**Что нужно**
Выпишите из фрагмента страницы все названия стран и местностей. Каждое название укажите один раз.

Это от Боякова у Вас такое понимание?
E.В.: Он тоже направил, есть такое. Я ходила к Андрею Лапину на семинары, лекции иногда переслушиваю, думаю, как в этом человеке-трансляторе уместились все религии и учения. Он смеялся и заставлял всех смеяться над своими слабостями. Это было очень круто, он выступал в такой форме эзотерического клоуна, устраивал что-то вроде тантрического стендапа. Потом я поехала в Индию, и моя жизнь разделилась на до и после. Мы много зимовали в Индии с детьми. Так вот там на Гоа была девушка, которая все время кричала своему парню: «Куда ты меня привез? Лучше бы в Турцию приехали. Я здесь отравлюсь!». Она отравилась, как только поела, и не выходила из номера все свои десять дней, которые могли бы быть одними из самых счастливых в ее жизни. Но она не переключила свое сознание и получила именно то, о чем кричала.

**Выборка данных**

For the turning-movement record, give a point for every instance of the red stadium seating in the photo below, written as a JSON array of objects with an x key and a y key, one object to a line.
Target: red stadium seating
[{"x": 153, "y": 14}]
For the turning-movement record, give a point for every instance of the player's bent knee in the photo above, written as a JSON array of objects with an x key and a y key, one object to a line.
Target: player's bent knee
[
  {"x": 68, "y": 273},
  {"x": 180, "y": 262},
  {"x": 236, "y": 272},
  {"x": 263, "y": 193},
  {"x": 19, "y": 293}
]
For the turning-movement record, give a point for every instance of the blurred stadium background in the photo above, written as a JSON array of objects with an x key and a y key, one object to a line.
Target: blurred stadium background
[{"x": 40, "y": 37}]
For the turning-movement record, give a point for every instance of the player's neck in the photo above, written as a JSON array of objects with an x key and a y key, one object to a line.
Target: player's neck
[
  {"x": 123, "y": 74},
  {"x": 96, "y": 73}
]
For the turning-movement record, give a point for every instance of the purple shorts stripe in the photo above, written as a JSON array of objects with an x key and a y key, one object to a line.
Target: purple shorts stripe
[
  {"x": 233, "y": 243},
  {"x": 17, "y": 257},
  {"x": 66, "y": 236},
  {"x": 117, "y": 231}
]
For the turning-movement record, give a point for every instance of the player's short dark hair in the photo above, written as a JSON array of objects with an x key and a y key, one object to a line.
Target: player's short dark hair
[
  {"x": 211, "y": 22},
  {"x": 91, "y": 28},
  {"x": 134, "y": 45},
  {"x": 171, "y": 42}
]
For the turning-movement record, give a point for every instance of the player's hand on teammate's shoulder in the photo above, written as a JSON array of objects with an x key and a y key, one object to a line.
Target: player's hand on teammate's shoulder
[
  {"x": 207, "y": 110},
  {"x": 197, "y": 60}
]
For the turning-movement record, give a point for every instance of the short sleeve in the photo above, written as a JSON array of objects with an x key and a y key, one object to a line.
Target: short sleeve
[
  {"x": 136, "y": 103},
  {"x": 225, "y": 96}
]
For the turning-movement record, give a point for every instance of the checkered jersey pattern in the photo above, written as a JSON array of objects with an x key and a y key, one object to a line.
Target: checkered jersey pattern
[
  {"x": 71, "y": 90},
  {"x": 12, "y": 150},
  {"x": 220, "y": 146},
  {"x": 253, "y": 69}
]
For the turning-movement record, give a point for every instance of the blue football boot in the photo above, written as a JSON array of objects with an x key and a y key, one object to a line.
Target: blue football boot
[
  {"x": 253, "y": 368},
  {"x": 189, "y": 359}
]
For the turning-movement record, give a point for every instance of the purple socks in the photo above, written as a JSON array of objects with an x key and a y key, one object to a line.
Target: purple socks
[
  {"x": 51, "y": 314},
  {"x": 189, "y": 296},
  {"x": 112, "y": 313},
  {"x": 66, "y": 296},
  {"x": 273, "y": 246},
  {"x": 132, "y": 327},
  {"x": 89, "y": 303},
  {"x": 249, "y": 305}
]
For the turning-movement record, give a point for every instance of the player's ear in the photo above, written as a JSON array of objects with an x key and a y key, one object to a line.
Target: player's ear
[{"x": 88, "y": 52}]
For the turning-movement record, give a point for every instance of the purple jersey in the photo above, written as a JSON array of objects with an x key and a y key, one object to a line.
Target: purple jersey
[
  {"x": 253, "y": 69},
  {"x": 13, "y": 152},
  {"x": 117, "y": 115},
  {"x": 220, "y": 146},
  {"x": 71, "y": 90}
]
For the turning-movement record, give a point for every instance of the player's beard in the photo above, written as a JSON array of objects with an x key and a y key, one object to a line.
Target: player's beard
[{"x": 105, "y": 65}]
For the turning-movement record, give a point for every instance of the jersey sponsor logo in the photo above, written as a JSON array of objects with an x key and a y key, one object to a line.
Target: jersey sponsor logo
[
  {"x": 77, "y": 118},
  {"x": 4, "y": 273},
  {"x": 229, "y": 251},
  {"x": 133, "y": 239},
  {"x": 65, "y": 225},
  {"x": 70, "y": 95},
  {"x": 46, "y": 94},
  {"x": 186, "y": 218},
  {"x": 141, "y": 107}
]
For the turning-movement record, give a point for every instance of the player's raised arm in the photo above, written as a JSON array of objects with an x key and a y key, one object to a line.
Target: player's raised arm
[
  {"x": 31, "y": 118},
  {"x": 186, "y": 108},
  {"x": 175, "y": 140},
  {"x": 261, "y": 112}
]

**Полный ответ**
Индия, Гоа, Турция